— start RECORDS SHOWN —

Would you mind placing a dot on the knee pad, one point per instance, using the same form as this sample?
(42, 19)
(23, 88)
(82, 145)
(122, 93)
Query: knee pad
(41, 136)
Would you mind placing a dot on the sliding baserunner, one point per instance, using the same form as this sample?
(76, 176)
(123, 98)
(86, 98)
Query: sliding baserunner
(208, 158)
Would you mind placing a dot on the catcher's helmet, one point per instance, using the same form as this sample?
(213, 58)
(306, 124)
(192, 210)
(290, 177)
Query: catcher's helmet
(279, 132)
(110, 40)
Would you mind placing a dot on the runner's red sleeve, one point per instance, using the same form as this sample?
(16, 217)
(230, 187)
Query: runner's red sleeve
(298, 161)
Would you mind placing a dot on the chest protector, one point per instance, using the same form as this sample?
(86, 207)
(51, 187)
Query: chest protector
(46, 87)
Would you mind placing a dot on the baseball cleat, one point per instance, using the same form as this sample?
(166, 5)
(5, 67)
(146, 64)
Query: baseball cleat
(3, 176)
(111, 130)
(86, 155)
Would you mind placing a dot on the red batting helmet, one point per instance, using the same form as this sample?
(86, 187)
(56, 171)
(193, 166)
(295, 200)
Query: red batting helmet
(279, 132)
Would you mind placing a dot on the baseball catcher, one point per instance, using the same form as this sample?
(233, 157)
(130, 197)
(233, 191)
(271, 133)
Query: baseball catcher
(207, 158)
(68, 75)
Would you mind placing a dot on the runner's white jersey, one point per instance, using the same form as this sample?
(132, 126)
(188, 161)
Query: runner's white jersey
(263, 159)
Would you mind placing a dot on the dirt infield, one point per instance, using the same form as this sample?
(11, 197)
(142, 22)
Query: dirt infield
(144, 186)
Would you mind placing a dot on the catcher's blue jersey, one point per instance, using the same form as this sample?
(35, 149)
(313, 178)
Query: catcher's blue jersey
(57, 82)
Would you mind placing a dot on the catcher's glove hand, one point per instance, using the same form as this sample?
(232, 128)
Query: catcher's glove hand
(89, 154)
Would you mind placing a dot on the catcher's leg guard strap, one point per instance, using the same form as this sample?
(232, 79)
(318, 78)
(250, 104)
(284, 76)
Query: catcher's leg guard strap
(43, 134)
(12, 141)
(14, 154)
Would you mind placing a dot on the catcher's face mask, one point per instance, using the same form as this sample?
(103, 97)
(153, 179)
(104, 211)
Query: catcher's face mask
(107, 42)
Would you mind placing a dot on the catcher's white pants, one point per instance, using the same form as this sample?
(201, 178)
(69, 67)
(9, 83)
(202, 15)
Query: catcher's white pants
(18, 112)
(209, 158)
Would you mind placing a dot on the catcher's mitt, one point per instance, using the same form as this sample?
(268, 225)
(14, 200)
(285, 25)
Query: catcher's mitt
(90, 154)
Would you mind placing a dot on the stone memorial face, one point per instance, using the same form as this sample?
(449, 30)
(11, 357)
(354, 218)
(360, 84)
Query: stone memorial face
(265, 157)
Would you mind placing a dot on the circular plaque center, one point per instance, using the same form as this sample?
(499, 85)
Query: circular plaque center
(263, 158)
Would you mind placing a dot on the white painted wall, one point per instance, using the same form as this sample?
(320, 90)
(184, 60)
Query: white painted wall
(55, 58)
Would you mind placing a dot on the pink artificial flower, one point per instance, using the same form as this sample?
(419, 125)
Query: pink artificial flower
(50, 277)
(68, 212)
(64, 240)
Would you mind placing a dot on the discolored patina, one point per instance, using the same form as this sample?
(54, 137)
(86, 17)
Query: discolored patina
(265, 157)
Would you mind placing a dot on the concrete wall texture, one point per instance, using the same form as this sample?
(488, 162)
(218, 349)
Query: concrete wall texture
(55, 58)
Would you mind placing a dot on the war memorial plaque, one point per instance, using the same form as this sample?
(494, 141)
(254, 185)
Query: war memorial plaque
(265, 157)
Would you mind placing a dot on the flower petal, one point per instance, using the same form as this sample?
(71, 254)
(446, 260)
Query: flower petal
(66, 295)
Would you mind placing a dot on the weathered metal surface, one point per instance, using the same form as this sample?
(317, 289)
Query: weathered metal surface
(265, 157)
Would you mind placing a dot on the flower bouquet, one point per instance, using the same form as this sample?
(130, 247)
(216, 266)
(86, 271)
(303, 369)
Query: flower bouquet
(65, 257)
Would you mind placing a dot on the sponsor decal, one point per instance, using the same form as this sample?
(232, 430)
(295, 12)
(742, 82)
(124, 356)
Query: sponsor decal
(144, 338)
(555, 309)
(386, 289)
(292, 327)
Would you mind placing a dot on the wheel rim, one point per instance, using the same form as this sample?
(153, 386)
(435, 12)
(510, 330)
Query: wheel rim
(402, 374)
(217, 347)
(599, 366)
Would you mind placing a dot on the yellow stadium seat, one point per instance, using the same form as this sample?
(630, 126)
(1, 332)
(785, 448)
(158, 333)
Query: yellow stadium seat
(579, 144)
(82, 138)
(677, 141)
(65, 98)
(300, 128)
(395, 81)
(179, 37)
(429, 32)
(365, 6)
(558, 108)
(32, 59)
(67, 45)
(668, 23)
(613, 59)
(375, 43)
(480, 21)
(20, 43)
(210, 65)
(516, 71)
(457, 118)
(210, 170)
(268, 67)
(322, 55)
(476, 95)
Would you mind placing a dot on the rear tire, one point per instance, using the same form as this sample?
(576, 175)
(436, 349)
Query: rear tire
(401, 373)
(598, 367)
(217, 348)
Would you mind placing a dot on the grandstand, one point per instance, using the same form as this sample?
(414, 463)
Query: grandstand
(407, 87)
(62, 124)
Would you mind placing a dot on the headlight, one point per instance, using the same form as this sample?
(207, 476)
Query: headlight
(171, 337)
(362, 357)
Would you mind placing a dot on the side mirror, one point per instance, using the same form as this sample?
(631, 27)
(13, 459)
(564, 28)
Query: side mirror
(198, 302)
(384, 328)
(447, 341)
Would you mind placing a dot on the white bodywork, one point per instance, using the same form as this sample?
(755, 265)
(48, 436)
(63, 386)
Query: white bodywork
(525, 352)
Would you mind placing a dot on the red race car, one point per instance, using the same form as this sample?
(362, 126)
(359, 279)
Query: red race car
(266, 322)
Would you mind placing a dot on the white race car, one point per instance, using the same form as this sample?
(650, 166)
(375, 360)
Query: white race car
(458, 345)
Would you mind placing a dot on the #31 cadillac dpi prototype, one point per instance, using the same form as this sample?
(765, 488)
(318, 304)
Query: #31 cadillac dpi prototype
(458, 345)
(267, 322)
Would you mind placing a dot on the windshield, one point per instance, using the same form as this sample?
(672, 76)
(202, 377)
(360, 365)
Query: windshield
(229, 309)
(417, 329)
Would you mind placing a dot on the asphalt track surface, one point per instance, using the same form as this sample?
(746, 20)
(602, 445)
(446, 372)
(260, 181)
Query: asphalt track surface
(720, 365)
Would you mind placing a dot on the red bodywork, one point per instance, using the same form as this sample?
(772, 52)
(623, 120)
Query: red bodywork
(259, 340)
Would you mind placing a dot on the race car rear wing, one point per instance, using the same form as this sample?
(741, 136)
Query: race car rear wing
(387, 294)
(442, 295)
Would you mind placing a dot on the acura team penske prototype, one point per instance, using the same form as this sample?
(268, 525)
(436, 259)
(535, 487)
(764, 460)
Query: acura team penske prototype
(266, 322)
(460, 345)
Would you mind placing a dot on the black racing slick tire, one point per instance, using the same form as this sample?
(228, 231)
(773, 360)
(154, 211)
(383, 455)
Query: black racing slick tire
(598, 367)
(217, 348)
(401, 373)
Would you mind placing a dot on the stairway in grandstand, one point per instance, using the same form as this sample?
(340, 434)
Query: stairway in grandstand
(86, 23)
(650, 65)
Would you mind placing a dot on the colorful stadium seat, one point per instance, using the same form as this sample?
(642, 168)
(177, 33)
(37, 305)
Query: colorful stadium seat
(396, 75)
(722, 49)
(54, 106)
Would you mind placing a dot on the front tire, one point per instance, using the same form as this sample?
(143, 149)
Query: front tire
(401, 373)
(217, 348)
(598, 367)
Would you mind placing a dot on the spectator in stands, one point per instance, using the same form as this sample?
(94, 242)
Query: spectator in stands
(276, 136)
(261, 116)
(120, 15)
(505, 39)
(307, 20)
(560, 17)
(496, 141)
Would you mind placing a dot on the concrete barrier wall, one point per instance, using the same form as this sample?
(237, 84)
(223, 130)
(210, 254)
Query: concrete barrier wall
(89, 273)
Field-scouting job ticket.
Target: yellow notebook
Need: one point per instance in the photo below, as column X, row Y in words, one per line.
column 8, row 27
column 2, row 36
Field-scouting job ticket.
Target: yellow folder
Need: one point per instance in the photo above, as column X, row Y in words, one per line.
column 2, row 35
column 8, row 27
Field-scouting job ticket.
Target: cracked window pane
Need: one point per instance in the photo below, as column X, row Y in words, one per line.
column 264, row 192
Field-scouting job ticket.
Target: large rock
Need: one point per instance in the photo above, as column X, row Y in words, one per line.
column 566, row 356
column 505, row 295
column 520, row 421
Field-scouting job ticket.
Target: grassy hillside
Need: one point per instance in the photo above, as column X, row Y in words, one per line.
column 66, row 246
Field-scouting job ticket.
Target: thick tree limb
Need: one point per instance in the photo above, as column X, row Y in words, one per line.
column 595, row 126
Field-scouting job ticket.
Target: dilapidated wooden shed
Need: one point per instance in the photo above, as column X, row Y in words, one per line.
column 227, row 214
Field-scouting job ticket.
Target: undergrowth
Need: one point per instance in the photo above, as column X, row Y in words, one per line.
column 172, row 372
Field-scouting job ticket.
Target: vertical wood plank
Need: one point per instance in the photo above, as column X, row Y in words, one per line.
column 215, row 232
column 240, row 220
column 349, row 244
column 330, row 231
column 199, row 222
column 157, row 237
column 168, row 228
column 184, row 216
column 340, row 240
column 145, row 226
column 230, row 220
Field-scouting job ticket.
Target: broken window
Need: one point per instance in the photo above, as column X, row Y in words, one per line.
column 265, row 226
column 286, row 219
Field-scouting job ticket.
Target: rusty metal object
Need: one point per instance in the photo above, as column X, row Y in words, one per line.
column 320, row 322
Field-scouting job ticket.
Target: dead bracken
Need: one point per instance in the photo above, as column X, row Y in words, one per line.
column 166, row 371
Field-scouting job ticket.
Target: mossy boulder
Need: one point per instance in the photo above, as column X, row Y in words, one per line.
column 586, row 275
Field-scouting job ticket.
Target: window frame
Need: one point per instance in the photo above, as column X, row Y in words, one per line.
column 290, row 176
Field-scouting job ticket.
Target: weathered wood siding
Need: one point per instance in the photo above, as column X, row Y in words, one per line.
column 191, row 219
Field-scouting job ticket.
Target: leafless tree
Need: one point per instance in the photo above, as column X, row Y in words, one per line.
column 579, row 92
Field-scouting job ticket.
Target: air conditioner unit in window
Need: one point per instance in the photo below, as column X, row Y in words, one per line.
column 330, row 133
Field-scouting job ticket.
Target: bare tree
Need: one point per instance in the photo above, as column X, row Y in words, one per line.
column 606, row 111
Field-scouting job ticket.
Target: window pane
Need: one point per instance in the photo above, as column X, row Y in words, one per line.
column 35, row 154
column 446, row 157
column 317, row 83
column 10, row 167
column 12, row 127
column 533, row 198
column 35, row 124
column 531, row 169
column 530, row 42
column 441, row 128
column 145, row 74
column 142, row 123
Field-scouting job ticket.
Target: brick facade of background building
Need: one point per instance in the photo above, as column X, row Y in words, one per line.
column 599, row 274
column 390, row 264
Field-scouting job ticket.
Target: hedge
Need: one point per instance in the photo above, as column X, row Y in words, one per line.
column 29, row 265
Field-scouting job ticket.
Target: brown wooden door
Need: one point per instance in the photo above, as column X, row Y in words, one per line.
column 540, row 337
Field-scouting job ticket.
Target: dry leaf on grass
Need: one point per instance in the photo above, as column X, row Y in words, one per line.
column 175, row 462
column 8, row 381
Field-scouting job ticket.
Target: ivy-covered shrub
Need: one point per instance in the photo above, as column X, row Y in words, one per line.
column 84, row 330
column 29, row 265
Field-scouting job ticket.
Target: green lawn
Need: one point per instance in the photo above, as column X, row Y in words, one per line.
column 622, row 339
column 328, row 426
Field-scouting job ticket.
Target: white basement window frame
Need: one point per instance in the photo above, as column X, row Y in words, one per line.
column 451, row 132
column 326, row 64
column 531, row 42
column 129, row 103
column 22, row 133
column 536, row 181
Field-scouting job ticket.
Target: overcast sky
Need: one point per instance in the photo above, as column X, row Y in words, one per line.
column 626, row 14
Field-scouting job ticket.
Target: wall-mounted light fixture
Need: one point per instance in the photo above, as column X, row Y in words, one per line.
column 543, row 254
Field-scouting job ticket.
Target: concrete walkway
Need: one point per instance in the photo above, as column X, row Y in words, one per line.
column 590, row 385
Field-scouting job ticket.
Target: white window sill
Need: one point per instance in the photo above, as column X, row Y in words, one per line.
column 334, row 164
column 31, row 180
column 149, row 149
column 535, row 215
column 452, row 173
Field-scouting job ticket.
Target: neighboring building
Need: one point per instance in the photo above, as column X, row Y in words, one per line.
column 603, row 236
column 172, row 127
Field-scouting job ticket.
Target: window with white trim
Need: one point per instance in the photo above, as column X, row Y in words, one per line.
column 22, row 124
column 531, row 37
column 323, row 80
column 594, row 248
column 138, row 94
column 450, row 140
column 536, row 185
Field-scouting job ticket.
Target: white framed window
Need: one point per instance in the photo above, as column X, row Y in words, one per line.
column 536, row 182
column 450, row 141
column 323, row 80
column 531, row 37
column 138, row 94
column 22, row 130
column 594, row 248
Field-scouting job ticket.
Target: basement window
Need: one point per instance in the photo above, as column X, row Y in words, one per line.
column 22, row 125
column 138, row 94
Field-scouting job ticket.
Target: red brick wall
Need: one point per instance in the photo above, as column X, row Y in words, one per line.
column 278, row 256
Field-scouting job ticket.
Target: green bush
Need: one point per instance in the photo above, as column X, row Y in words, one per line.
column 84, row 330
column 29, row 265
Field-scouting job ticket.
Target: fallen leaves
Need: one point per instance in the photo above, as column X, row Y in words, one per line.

— end RECORDS SHOWN —

Gather every line of the material above that contains the word "glove", and copy each such line in full.

Would you mind placing a dot on the catcher's glove hand, one point per instance, using the same form as this sample?
Query: catcher's glove hand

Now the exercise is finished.